> _Instructions to follow_:
Every line of the records that holds the word "fixture" should be copied.

··· Data records ···

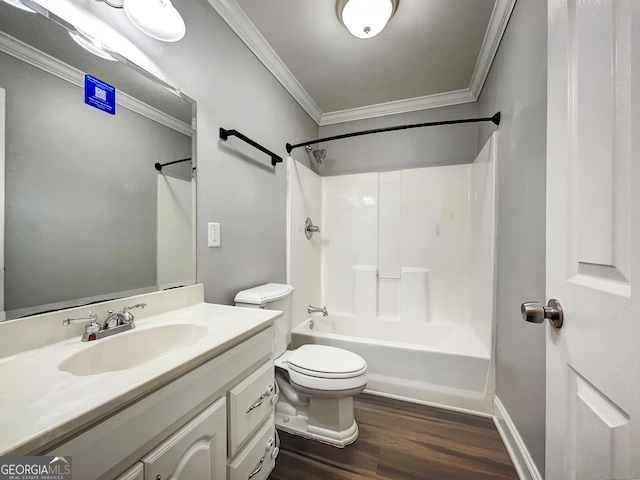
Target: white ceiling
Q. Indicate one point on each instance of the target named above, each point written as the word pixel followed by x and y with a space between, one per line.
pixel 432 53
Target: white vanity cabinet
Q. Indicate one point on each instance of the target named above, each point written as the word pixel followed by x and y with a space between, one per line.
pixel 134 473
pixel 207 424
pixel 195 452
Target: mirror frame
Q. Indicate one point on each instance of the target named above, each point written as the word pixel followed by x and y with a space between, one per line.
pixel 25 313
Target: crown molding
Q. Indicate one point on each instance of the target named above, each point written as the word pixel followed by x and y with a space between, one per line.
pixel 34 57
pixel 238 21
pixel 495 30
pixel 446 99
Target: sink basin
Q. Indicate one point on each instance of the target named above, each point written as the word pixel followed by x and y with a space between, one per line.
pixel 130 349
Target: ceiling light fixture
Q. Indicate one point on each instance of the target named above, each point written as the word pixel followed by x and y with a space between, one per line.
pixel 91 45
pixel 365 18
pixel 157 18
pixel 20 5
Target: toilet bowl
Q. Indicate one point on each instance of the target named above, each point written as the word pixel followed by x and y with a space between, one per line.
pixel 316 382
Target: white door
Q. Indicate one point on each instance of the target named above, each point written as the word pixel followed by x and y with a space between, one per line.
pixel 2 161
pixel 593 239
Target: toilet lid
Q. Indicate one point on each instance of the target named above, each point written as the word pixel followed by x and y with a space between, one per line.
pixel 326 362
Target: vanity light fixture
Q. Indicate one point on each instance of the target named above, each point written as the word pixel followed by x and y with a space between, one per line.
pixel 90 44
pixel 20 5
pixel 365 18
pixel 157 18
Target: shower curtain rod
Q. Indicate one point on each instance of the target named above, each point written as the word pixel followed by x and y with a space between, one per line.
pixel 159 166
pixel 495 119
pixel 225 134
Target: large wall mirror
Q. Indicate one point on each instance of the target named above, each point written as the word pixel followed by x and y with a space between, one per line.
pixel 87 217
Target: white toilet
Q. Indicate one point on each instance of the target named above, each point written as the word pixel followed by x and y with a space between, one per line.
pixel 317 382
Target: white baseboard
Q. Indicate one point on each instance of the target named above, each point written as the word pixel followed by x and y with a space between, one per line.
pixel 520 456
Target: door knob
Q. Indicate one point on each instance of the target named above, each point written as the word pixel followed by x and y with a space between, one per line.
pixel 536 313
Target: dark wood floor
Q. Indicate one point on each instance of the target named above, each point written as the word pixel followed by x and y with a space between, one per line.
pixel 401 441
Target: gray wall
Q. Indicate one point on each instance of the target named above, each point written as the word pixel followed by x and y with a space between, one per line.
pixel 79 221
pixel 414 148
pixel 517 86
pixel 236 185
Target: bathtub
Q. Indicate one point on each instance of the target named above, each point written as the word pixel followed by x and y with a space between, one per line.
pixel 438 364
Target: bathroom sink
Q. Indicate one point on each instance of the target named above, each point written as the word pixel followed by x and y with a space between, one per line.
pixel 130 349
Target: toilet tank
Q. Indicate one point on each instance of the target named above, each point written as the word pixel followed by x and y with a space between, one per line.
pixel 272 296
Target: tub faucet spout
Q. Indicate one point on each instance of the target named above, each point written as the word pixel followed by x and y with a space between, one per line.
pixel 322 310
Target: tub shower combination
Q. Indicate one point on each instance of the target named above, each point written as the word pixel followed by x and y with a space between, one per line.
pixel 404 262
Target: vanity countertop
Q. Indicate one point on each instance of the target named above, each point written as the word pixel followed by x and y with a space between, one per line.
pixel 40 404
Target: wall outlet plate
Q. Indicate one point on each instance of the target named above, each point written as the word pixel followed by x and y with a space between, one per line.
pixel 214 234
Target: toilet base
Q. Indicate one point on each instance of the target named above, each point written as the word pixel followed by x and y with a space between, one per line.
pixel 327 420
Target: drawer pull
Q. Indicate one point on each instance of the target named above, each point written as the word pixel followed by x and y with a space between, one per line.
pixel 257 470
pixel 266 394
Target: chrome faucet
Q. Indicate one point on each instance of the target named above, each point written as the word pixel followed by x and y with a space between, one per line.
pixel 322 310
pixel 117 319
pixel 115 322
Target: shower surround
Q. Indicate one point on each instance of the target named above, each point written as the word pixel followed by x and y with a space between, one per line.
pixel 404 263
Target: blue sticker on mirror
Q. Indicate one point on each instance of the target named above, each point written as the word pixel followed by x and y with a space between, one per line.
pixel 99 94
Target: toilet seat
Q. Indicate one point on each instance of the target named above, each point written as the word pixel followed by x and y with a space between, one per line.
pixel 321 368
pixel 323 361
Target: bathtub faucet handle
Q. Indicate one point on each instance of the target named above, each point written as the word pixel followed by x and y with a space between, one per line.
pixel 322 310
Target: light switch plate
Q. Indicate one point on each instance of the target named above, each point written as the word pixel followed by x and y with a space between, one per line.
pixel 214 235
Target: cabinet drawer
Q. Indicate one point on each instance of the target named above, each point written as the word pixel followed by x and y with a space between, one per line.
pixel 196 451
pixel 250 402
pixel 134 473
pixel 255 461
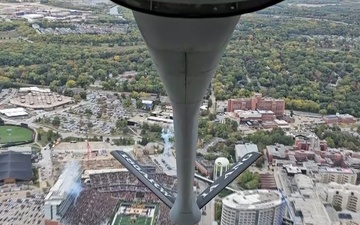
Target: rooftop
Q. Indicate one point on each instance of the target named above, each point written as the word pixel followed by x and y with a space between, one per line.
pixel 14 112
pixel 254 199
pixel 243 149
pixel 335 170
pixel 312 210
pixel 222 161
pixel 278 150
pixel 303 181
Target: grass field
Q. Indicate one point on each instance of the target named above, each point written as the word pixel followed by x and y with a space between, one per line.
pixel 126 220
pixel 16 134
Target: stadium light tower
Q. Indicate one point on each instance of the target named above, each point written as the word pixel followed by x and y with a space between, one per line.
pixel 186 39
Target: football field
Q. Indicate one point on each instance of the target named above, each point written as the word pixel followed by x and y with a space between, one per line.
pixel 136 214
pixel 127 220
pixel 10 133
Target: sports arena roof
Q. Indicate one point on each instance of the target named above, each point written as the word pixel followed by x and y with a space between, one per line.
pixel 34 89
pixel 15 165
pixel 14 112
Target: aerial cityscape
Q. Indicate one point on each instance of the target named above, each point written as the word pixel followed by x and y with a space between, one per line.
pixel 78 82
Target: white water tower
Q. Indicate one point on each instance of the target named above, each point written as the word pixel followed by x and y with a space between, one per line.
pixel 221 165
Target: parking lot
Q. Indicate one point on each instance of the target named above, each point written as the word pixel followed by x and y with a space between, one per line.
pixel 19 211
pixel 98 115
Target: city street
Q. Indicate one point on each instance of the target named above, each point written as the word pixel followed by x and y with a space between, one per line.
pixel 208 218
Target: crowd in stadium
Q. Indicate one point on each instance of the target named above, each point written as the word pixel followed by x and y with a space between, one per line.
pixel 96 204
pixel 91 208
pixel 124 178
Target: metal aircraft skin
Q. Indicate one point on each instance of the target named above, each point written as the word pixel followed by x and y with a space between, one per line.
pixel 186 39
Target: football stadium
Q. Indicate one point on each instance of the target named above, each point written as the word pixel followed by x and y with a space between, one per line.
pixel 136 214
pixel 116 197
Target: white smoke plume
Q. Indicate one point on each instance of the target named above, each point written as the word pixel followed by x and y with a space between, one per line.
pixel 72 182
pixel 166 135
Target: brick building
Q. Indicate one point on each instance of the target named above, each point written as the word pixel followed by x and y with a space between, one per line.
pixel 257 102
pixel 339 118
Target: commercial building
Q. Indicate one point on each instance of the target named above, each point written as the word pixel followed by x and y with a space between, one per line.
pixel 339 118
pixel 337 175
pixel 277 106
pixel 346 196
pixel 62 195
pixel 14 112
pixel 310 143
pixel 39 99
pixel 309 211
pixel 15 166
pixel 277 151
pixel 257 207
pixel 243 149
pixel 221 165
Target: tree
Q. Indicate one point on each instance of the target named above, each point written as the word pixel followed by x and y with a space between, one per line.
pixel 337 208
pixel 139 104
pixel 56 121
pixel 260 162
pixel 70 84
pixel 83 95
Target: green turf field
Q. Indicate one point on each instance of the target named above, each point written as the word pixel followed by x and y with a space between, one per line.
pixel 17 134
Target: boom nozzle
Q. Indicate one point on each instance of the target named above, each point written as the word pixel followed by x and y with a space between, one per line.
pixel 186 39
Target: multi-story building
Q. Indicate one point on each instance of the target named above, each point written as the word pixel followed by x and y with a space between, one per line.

···

> _Task output_:
Target: ceiling light fixture
Target: vanity light fixture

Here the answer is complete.